__本文__.
_ _ _ _ _

平成18年7月

 田植えも終り満々と水をたたえた稲田の上を涼風が通りぬける。瑞穂の国の原風景が今、目の前に広がっているが、よくみてみると昔と大きく様変わりしていることがわかる。昔なら今頃は蛙の大合唱で喧しいほどだったが、今はその声は聞こえない。また燕がきて子育てをする光景がどこでも見られたものだが、今はその姿も見えない。田舎の道を歩いていると、農薬による田園の破壊が確実に進んでいることが肌身に感じられる。
 我々は科学的合理主義はよいものだと信じて、邪魔者を殺しつづけてきた。だが、それが危険な思想だったということに、今ようやく気づきはじめている。
 かつてWHO(世界保健機関)は、アフリカのマラリヤ患者の多い地域で徹底的なマラリヤ撲滅作戦を展開した。その結果、乳幼児に死亡率が十分の一に下がった。しかし十年ばかり後、その地域の住民のほとんどが餓死してしまった。マラリヤ患者がいなくなって、爆発的に人口が増加したためである。WHOは、はたしていいことをしたのか、悪いことをしたのか頭をかかえこんだという。
 邪魔者は殺せという考えが進んだとき、我々は思わぬかたちで大自然の復讐を受けるわけだ。小さな智恵では、大宇宙の摂理はわかならいのである。
 もちろん現代に生きる我々は、稲の虫を殺し、マラリヤを誘発する蚊を殺さなければならぬ。だが、そのとき、「すまぬ」という思いを忘れないで殺すべきだ。
 「次の世はよき虫に生れこよと 手合せつつポリドールまく」
平成18年6月

 世界遺産・白神山地に連なる静かな町で児童二人が行方不明となり、死体で発見された。他殺の疑いが濃厚だが、まだ犯人は挙がっていない。最近、児童が誘拐されて殺されるという、いたたましい事件が続発している。
 中国明代の洪自誠の「菜根譚」は儒仏道の三教兼修の立場から述べられた人生哲理の書で、永遠のロングセラーともいわれているが、その中に、「人は必ずしも誠実な人ばかりではないが、自分が人を信ずれば、少なくとも自分一人だけは誠実であったわけだ。人は偽り欺くような人ばかりではないが、自分が人を疑えば、少なくとも自分が人を欺いたことになる」という一節がある。

_ _ _ _ _

自然言語による物体グラウンディングデータ
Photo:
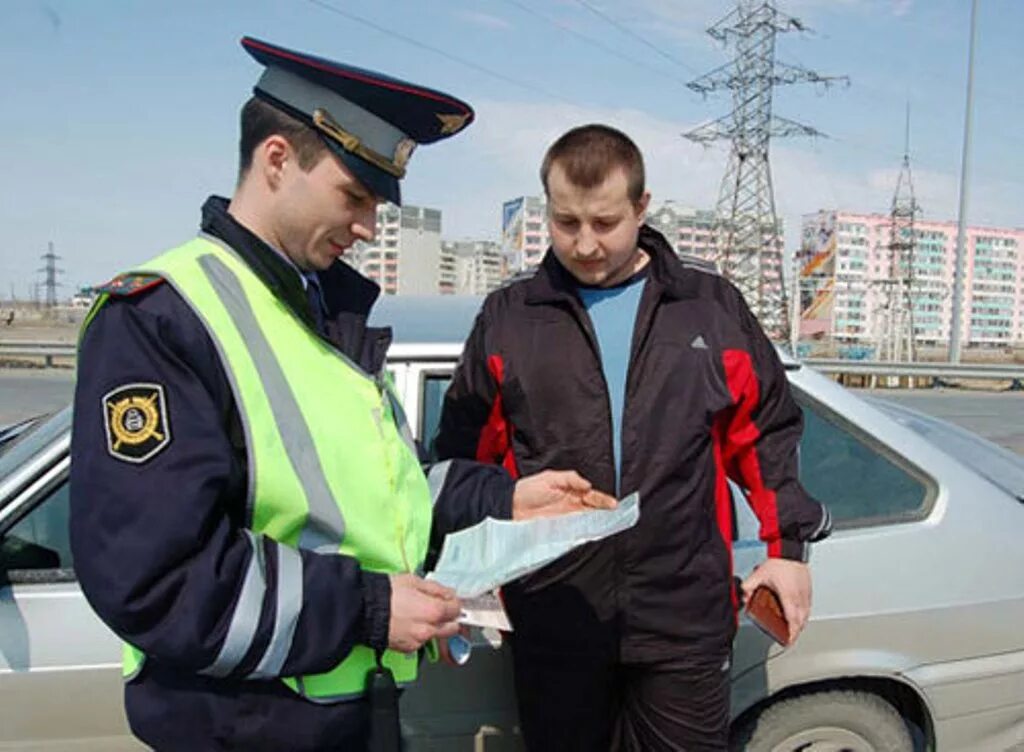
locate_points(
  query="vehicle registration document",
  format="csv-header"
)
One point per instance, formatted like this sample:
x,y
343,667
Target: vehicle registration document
x,y
478,559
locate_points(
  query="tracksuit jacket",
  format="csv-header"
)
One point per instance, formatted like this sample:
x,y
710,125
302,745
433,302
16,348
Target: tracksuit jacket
x,y
707,400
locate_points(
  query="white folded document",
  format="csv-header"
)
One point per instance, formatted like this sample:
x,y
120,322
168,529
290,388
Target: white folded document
x,y
481,558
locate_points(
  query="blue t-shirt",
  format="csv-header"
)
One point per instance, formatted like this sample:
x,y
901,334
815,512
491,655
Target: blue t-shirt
x,y
612,311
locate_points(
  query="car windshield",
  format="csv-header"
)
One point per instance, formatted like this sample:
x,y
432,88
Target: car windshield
x,y
19,450
998,465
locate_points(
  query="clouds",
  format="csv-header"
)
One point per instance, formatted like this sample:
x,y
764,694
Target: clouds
x,y
500,156
486,21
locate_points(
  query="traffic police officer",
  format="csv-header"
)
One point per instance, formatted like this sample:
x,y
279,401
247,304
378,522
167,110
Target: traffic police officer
x,y
248,509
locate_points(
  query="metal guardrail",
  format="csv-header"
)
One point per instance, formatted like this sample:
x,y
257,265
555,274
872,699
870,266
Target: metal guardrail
x,y
941,371
46,350
835,366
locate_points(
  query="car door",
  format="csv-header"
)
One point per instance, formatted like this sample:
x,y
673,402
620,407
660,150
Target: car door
x,y
59,666
471,707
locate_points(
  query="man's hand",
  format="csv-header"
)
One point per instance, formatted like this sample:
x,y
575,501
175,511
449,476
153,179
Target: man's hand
x,y
792,582
420,611
556,492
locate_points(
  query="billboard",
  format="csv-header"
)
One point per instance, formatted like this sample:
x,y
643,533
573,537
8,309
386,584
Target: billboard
x,y
817,275
513,223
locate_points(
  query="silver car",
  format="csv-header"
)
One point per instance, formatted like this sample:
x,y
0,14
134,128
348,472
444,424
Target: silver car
x,y
915,639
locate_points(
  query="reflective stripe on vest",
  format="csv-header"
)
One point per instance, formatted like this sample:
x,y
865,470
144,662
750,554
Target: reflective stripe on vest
x,y
332,465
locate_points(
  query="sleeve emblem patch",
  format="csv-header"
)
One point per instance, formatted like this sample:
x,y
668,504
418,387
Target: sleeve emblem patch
x,y
135,419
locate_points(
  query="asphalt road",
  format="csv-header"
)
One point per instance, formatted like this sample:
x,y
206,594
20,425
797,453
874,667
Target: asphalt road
x,y
998,416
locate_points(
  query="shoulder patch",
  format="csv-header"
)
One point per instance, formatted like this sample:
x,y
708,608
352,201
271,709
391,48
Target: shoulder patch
x,y
135,420
125,285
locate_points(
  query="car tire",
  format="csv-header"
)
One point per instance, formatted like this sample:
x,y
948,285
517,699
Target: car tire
x,y
857,721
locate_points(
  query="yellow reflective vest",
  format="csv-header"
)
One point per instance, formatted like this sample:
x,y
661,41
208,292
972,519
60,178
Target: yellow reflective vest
x,y
332,465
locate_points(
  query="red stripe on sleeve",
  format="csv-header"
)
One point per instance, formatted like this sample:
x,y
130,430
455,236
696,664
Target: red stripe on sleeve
x,y
739,446
723,506
495,445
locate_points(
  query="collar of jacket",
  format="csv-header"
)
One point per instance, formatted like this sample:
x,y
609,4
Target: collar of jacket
x,y
345,290
553,283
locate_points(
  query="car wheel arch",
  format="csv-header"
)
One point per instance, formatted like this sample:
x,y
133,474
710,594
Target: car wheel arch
x,y
908,700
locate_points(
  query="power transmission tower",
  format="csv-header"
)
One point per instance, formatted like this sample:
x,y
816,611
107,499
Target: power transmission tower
x,y
51,272
895,320
749,241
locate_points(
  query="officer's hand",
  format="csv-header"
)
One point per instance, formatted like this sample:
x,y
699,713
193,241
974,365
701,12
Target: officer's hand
x,y
556,492
420,612
792,582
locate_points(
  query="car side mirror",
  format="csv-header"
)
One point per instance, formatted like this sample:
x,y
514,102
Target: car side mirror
x,y
20,554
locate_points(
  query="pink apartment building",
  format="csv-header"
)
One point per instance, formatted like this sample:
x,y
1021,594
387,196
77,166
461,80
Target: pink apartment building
x,y
844,258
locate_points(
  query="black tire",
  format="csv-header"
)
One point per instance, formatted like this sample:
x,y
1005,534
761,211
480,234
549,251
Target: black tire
x,y
852,721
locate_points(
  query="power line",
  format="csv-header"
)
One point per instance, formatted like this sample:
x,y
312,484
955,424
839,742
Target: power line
x,y
638,37
590,40
455,58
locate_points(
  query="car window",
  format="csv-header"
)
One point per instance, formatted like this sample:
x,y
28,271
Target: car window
x,y
31,442
431,399
860,481
37,548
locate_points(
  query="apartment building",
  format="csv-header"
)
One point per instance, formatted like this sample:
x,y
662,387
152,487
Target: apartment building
x,y
524,232
844,261
406,255
476,266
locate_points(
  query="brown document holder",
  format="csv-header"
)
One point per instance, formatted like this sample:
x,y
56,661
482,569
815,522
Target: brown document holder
x,y
765,610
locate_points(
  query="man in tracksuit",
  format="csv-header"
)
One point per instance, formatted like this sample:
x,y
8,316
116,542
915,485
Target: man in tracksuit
x,y
648,375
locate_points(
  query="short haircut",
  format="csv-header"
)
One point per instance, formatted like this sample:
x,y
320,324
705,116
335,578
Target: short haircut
x,y
590,153
261,120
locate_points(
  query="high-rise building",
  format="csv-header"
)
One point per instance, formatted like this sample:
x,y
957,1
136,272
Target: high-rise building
x,y
687,230
844,264
406,255
477,266
524,232
691,233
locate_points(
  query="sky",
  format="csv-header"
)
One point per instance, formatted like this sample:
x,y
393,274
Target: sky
x,y
120,117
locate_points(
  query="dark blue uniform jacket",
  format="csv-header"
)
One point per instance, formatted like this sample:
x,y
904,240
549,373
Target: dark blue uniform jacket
x,y
159,544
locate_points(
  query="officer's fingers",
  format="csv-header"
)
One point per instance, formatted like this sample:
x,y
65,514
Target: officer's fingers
x,y
439,611
430,587
570,481
599,500
448,629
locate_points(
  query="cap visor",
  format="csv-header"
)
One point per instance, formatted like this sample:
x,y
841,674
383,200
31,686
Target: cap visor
x,y
381,183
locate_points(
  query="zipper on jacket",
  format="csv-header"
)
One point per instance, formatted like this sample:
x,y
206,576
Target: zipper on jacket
x,y
380,413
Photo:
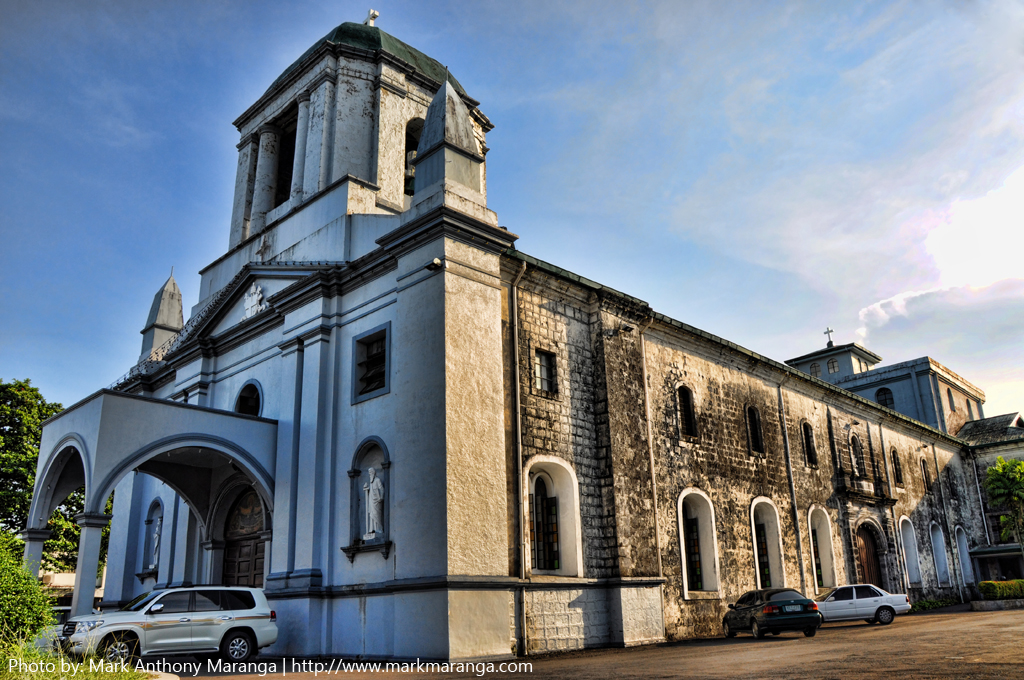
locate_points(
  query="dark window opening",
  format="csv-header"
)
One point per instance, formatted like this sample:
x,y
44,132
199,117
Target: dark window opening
x,y
694,579
817,559
897,469
754,428
248,401
764,568
544,523
687,420
857,454
810,453
544,371
885,397
413,131
286,156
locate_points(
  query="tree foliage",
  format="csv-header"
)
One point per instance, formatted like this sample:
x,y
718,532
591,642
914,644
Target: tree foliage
x,y
1005,483
25,606
23,411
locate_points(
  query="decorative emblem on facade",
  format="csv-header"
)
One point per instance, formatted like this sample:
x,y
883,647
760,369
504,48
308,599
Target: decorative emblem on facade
x,y
254,301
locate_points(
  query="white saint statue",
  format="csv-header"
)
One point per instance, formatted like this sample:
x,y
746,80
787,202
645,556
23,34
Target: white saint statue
x,y
374,492
156,543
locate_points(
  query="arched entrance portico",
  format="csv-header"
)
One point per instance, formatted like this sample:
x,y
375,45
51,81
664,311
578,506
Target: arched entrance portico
x,y
868,565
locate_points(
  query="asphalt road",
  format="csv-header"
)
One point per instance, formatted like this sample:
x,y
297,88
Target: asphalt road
x,y
942,644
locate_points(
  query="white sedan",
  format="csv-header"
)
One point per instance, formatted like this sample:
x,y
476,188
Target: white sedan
x,y
862,601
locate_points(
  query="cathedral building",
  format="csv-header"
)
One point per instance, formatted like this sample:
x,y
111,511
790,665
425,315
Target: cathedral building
x,y
423,441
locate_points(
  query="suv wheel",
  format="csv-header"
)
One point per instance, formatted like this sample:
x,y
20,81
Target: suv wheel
x,y
120,648
237,647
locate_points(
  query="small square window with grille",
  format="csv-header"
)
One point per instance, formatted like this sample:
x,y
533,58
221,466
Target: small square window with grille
x,y
544,372
371,364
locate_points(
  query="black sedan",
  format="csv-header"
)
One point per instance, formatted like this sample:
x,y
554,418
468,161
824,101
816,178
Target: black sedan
x,y
773,610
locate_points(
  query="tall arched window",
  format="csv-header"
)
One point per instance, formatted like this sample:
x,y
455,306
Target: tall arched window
x,y
885,397
910,557
687,418
248,402
939,555
821,547
766,533
857,456
897,468
755,436
698,541
810,453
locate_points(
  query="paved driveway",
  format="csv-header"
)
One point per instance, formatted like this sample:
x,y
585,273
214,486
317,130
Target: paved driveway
x,y
944,644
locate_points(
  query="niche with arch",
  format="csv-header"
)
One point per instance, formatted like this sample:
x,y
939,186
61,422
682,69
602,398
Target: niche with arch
x,y
821,548
698,541
766,532
553,521
965,555
370,514
910,557
939,555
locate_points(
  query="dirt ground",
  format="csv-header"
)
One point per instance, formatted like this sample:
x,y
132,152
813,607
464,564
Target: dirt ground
x,y
950,643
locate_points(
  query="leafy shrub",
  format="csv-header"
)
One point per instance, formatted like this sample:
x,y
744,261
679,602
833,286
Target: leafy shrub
x,y
1003,590
25,606
924,605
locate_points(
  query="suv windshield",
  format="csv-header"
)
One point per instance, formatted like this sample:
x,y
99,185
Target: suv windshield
x,y
140,601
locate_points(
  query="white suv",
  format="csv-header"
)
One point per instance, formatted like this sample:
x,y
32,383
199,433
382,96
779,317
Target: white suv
x,y
201,621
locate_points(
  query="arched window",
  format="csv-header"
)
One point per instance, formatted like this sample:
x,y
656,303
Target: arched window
x,y
755,437
897,468
965,555
810,453
821,547
885,397
687,419
857,456
699,542
248,402
910,557
765,530
939,555
553,521
413,131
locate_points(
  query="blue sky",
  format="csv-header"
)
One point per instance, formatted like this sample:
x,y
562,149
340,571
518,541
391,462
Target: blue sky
x,y
759,170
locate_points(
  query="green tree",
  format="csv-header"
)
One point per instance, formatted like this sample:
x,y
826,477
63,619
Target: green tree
x,y
25,606
23,411
1005,482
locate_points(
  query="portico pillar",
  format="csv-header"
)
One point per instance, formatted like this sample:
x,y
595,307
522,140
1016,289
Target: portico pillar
x,y
34,540
266,177
299,166
92,524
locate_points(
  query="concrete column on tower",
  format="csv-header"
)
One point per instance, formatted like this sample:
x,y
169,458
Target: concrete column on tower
x,y
92,524
266,176
34,540
299,166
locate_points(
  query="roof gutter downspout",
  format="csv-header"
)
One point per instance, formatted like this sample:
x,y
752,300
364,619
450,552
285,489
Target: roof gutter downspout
x,y
793,485
520,510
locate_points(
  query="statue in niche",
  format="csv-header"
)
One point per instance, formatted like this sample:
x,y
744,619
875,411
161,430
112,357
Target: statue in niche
x,y
374,493
156,543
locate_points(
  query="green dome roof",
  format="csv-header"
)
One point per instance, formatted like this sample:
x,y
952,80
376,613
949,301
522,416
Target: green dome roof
x,y
372,38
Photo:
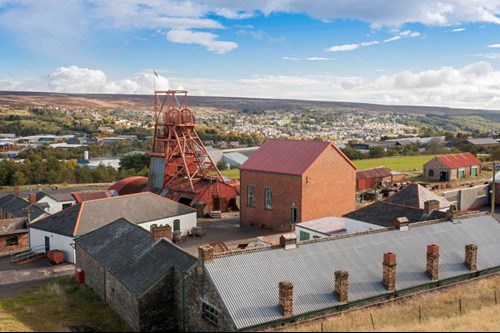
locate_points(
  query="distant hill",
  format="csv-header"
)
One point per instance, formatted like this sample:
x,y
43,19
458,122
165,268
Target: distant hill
x,y
143,102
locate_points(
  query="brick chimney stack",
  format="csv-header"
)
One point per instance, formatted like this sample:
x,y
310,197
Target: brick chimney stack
x,y
205,254
32,198
342,286
433,261
430,206
286,298
160,232
402,223
471,257
389,273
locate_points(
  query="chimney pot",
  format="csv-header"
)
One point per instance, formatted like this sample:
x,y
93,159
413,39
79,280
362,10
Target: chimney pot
x,y
288,241
389,271
471,257
430,206
160,232
32,198
342,286
433,261
286,298
402,223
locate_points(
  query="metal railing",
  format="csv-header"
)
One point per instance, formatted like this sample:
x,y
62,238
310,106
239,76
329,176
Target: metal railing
x,y
35,252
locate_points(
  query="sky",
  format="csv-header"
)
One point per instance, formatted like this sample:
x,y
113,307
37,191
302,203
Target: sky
x,y
432,53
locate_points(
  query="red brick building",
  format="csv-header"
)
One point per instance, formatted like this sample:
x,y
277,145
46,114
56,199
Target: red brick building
x,y
291,181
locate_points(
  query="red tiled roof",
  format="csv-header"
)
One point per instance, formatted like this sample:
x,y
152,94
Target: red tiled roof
x,y
291,157
380,172
459,160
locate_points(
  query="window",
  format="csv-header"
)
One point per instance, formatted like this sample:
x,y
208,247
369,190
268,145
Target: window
x,y
177,225
293,215
12,241
251,199
67,205
268,201
210,313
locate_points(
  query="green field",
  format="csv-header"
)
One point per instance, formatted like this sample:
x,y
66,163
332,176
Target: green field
x,y
398,163
60,306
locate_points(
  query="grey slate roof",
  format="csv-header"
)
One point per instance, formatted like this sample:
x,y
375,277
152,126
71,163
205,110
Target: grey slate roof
x,y
126,251
16,206
248,283
88,216
384,213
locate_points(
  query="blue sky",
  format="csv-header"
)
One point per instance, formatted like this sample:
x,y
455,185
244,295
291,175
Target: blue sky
x,y
444,53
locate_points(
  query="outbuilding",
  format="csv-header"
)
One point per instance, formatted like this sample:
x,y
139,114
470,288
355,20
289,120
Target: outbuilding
x,y
59,231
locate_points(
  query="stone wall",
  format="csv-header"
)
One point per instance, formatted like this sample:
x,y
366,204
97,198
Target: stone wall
x,y
122,301
157,308
94,272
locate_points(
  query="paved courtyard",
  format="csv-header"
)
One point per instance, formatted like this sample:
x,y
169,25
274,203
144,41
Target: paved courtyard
x,y
228,231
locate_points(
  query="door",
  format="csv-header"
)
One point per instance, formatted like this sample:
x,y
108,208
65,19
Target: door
x,y
444,177
47,244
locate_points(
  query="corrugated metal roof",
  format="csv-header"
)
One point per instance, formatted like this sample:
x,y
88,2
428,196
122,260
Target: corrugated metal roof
x,y
292,157
459,160
380,172
248,283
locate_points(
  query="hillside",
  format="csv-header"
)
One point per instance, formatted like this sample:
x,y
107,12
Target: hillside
x,y
144,102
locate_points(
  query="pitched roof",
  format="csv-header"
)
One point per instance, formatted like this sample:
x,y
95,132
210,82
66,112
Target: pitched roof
x,y
9,226
93,195
385,213
90,215
380,172
126,251
17,207
415,195
459,160
248,282
291,157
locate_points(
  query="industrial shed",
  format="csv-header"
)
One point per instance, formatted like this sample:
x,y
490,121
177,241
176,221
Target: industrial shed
x,y
60,230
374,177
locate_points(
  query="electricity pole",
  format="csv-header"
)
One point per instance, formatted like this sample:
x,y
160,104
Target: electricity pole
x,y
493,185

_ _ _ _ _

__作業項目__.
本文によると、WHOがマラリヤ撲滅作戦を行った地域で、十年ばかり後に住民のほとんどが餓死したのはなぜか。答えてください。

__作業の結果__.
マラリヤ患者がいなくなり、人口が爆発的に増加したためである。